--- start Material provided ---

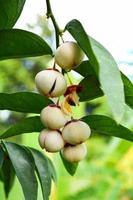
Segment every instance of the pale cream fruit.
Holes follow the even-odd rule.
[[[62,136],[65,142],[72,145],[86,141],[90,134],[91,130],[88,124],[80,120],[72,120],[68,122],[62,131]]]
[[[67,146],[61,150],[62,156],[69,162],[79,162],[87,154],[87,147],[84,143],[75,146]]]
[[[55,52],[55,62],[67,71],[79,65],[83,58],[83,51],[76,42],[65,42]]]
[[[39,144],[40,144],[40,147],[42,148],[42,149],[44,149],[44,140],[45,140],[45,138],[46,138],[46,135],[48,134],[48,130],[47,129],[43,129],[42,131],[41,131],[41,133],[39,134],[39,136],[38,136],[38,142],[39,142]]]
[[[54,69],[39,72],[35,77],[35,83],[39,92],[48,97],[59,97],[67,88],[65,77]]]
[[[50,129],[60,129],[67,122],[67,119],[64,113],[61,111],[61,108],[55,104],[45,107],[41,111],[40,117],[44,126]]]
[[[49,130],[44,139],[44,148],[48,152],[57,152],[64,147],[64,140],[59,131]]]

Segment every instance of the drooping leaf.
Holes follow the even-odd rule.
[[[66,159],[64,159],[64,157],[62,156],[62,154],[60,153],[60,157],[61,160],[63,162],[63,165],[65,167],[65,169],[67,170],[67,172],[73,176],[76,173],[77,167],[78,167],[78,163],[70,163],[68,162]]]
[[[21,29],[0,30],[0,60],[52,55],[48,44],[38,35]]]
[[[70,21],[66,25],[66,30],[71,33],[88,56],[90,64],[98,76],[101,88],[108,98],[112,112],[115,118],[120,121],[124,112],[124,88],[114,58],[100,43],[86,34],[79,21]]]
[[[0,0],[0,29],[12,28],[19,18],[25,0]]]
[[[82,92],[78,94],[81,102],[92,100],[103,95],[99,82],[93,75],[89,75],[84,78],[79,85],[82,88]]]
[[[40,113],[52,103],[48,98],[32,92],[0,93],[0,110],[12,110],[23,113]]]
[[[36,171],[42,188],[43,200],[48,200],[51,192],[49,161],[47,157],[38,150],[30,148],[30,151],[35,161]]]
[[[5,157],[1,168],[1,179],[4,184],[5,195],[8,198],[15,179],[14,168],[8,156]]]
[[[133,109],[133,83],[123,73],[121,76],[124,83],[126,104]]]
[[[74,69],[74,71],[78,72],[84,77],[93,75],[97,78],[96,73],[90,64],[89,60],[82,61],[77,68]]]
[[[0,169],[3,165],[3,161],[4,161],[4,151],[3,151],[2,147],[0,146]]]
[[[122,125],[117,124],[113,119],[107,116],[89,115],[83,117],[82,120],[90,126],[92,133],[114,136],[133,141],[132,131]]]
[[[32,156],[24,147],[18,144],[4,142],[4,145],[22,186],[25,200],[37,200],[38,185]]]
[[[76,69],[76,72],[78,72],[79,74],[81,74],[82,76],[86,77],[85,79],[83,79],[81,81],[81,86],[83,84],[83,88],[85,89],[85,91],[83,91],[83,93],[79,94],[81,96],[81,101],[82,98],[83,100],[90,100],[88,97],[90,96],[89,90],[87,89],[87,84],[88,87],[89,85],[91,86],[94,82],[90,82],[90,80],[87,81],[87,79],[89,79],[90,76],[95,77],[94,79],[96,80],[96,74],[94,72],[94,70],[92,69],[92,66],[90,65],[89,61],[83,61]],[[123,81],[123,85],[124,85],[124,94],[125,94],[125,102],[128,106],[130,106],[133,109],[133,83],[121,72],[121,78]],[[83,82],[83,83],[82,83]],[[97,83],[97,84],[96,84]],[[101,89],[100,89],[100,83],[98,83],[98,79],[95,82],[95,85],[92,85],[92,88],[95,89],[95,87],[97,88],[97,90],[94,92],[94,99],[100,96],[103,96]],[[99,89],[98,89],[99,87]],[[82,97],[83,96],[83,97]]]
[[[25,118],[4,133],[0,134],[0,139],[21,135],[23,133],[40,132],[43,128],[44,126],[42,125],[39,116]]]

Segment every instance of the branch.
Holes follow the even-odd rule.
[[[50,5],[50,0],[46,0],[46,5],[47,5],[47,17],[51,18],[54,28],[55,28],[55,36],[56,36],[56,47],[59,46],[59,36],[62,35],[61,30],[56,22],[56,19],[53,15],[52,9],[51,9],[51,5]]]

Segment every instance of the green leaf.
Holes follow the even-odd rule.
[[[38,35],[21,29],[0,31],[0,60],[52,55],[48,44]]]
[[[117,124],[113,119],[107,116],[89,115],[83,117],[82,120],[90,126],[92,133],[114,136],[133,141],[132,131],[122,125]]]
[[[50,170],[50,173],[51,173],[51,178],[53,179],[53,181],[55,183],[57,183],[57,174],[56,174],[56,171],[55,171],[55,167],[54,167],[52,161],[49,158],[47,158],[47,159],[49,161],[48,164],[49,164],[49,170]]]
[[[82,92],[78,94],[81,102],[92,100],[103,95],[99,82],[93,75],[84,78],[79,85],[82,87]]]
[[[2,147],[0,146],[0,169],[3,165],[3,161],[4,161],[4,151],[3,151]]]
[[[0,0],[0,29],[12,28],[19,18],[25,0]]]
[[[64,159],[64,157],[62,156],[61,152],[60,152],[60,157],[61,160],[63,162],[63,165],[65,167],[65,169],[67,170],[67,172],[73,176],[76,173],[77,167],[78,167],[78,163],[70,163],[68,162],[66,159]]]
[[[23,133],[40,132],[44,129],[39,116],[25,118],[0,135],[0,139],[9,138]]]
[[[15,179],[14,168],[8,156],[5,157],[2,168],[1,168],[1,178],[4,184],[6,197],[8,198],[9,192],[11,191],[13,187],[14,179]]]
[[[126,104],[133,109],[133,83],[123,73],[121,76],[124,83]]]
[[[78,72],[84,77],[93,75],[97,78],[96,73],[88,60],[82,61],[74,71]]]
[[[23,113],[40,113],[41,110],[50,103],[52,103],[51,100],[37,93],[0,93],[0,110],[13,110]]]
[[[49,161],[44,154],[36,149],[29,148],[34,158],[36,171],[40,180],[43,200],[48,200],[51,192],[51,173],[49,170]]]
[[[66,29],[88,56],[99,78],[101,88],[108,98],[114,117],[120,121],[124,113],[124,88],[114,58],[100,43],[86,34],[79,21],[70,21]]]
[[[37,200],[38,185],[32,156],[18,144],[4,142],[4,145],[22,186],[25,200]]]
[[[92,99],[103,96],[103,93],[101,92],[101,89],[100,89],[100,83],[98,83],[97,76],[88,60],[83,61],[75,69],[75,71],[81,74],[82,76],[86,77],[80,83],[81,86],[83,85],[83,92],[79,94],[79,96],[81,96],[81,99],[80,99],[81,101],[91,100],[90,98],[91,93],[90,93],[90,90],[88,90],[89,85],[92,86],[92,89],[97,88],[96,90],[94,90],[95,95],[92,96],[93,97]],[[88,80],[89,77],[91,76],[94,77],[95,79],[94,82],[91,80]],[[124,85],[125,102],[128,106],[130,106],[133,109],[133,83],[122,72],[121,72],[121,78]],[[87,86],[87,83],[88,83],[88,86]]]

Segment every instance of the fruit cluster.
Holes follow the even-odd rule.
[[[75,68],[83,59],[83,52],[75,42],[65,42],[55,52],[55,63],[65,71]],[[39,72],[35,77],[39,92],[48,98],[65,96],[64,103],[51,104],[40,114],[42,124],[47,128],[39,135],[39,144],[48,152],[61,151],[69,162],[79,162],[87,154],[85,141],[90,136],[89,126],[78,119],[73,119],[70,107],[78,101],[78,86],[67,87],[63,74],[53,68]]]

--- end Material provided ---

Put the lines of all the rows above into a Markdown table with the columns No. and Line, numbering them from 1 and skipping blank lines. Leave out the pictures.

Exercise response:
| No. | Line |
|---|---|
| 1 | Segment every instance of the pale cream fruit. |
| 2 | Holes follow the even-odd rule. |
| 3 | [[[62,136],[65,142],[72,145],[86,141],[90,134],[91,130],[88,124],[80,120],[72,120],[68,122],[62,131]]] |
| 4 | [[[67,146],[61,150],[62,156],[69,162],[79,162],[87,154],[87,147],[84,143],[75,146]]] |
| 5 | [[[55,52],[55,62],[67,71],[79,65],[83,58],[83,51],[76,42],[65,42]]] |
| 6 | [[[39,144],[40,144],[40,147],[42,148],[42,149],[44,149],[44,140],[45,140],[45,138],[46,138],[46,135],[48,134],[48,130],[47,129],[43,129],[42,131],[41,131],[41,133],[39,134],[39,136],[38,136],[38,142],[39,142]]] |
| 7 | [[[54,69],[39,72],[35,77],[35,83],[39,92],[48,97],[59,97],[67,88],[65,77]]] |
| 8 | [[[50,129],[60,129],[67,122],[67,119],[64,113],[61,111],[61,108],[55,104],[45,107],[41,111],[40,117],[44,126]]] |
| 9 | [[[49,130],[44,139],[44,148],[48,152],[57,152],[64,147],[64,140],[59,131]]] |
| 10 | Segment every instance of the drooping leaf. |
| 11 | Holes follow the even-odd rule. |
| 12 | [[[66,159],[64,159],[64,157],[62,156],[62,154],[60,153],[60,157],[61,160],[63,162],[63,165],[65,167],[65,169],[67,170],[67,172],[73,176],[76,173],[77,167],[78,167],[78,163],[70,163],[68,162]]] |
| 13 | [[[21,29],[0,30],[0,60],[52,55],[48,44],[38,35]]] |
| 14 | [[[70,21],[66,25],[66,30],[71,33],[88,56],[90,64],[98,76],[101,88],[108,98],[112,112],[115,118],[120,121],[124,112],[124,88],[114,58],[100,43],[86,34],[79,21]]] |
| 15 | [[[0,0],[0,29],[12,28],[19,18],[25,0]]] |
| 16 | [[[82,92],[78,94],[81,102],[92,100],[103,95],[99,82],[93,75],[89,75],[84,78],[79,85],[82,88]]] |
| 17 | [[[40,113],[52,103],[48,98],[32,92],[0,93],[0,110],[12,110],[23,113]]] |
| 18 | [[[36,171],[42,188],[43,200],[48,200],[51,192],[49,161],[47,157],[38,150],[30,148],[30,151],[35,161]]] |
| 19 | [[[5,157],[1,168],[1,179],[4,184],[5,195],[8,198],[15,179],[14,168],[8,156]]] |
| 20 | [[[133,109],[133,83],[123,73],[121,76],[124,83],[126,104]]] |
| 21 | [[[74,69],[74,71],[78,72],[84,77],[93,75],[97,78],[96,73],[90,64],[89,60],[82,61],[77,68]]] |
| 22 | [[[0,169],[3,165],[3,161],[4,161],[4,151],[3,151],[2,147],[0,146]]] |
| 23 | [[[122,125],[117,124],[113,119],[107,116],[89,115],[83,117],[82,120],[90,126],[92,133],[114,136],[133,141],[132,131]]] |
| 24 | [[[32,156],[24,147],[18,144],[4,142],[4,145],[22,186],[25,200],[37,200],[38,185]]] |
| 25 | [[[76,69],[76,72],[78,72],[79,74],[81,74],[82,76],[86,77],[85,79],[83,79],[81,81],[81,86],[83,84],[83,88],[85,89],[85,91],[83,91],[83,93],[79,94],[81,96],[81,101],[82,98],[83,100],[90,100],[88,97],[90,96],[89,90],[87,89],[87,84],[88,87],[89,85],[91,86],[94,82],[90,82],[90,80],[87,81],[87,79],[89,79],[90,76],[95,77],[94,79],[96,80],[96,74],[94,72],[94,70],[92,69],[92,66],[90,65],[89,61],[83,61]],[[123,81],[123,85],[124,85],[124,94],[125,94],[125,102],[128,106],[130,106],[133,109],[133,83],[121,72],[121,78]],[[83,82],[83,83],[82,83]],[[97,83],[97,84],[96,84]],[[101,89],[100,89],[100,83],[98,83],[98,79],[95,82],[95,85],[92,85],[92,88],[95,89],[95,87],[97,88],[97,90],[94,92],[94,99],[100,96],[103,96]],[[99,89],[98,89],[99,87]],[[82,97],[83,96],[83,97]]] |
| 26 | [[[25,118],[4,133],[0,134],[0,139],[21,135],[23,133],[40,132],[43,128],[44,126],[42,125],[39,116]]] |
| 27 | Segment every instance of the branch. |
| 28 | Holes follow the even-odd rule. |
| 29 | [[[50,5],[50,0],[46,0],[46,5],[47,5],[47,17],[51,18],[54,28],[55,28],[55,36],[56,36],[56,47],[59,46],[59,36],[62,35],[61,30],[56,22],[56,19],[53,15],[52,9],[51,9],[51,5]]] |
| 30 | Segment every instance of the green leaf. |
| 31 | Holes follow the even-odd rule. |
| 32 | [[[38,35],[21,29],[0,31],[0,60],[52,55],[48,44]]] |
| 33 | [[[117,124],[113,119],[107,116],[89,115],[83,117],[82,120],[90,126],[92,133],[114,136],[133,141],[132,131],[122,125]]] |
| 34 | [[[50,170],[50,173],[51,173],[51,178],[53,179],[53,181],[55,183],[57,183],[57,174],[56,174],[56,171],[55,171],[55,167],[54,167],[52,161],[49,158],[47,158],[47,159],[49,161],[48,164],[49,164],[49,170]]] |
| 35 | [[[82,92],[78,94],[81,102],[92,100],[103,95],[99,82],[93,75],[84,78],[79,85],[82,87]]] |
| 36 | [[[2,147],[0,146],[0,169],[3,165],[3,161],[4,161],[4,151],[3,151]]] |
| 37 | [[[0,0],[0,29],[12,28],[19,18],[25,0]]] |
| 38 | [[[64,159],[64,157],[62,156],[61,152],[60,152],[60,157],[61,160],[63,162],[63,165],[65,167],[65,169],[67,170],[67,172],[73,176],[76,173],[77,167],[78,167],[78,163],[70,163],[68,162],[66,159]]] |
| 39 | [[[23,133],[40,132],[44,129],[39,116],[25,118],[0,135],[0,139],[9,138]]] |
| 40 | [[[15,179],[14,168],[8,156],[5,157],[2,168],[1,168],[1,178],[4,184],[6,197],[8,198],[9,192],[11,191],[13,187],[14,179]]] |
| 41 | [[[126,104],[133,109],[133,83],[123,73],[121,76],[124,83]]] |
| 42 | [[[78,72],[84,77],[93,75],[97,78],[96,73],[88,60],[82,61],[74,71]]] |
| 43 | [[[23,113],[40,113],[41,110],[50,103],[52,103],[51,100],[37,93],[0,93],[0,110],[13,110]]] |
| 44 | [[[49,161],[44,154],[36,149],[29,148],[34,158],[36,171],[40,180],[43,200],[48,200],[51,192],[51,173],[49,170]]] |
| 45 | [[[66,29],[88,56],[99,78],[101,88],[108,98],[114,117],[120,121],[124,113],[124,88],[114,58],[100,43],[86,34],[79,21],[70,21]]] |
| 46 | [[[37,200],[38,185],[32,156],[18,144],[4,142],[4,145],[22,186],[25,200]]] |
| 47 | [[[92,99],[103,96],[103,93],[101,92],[101,89],[100,89],[100,83],[98,83],[97,76],[88,60],[83,61],[75,69],[75,71],[81,74],[82,76],[86,77],[80,83],[81,86],[83,85],[83,92],[79,94],[79,96],[81,96],[81,99],[80,99],[81,101],[91,100],[90,98],[91,93],[90,93],[90,90],[88,90],[89,85],[92,86],[92,89],[97,88],[96,90],[94,90],[95,95],[92,96],[93,97]],[[88,80],[89,77],[91,76],[94,77],[95,79],[94,82],[91,80]],[[124,85],[125,102],[128,106],[130,106],[133,109],[133,83],[122,72],[121,72],[121,78]],[[87,86],[87,83],[88,83],[88,86]]] |
| 48 | Segment every instance of the fruit cluster. |
| 49 | Holes follow the even-odd rule. |
| 50 | [[[75,68],[83,59],[83,52],[75,42],[65,42],[55,52],[55,63],[65,71]],[[39,72],[35,77],[39,92],[48,98],[65,96],[64,103],[51,104],[40,114],[42,124],[47,128],[39,135],[39,144],[48,152],[61,151],[69,162],[79,162],[87,154],[85,141],[90,136],[89,126],[78,119],[73,119],[70,107],[78,101],[78,86],[67,87],[63,74],[53,68]]] |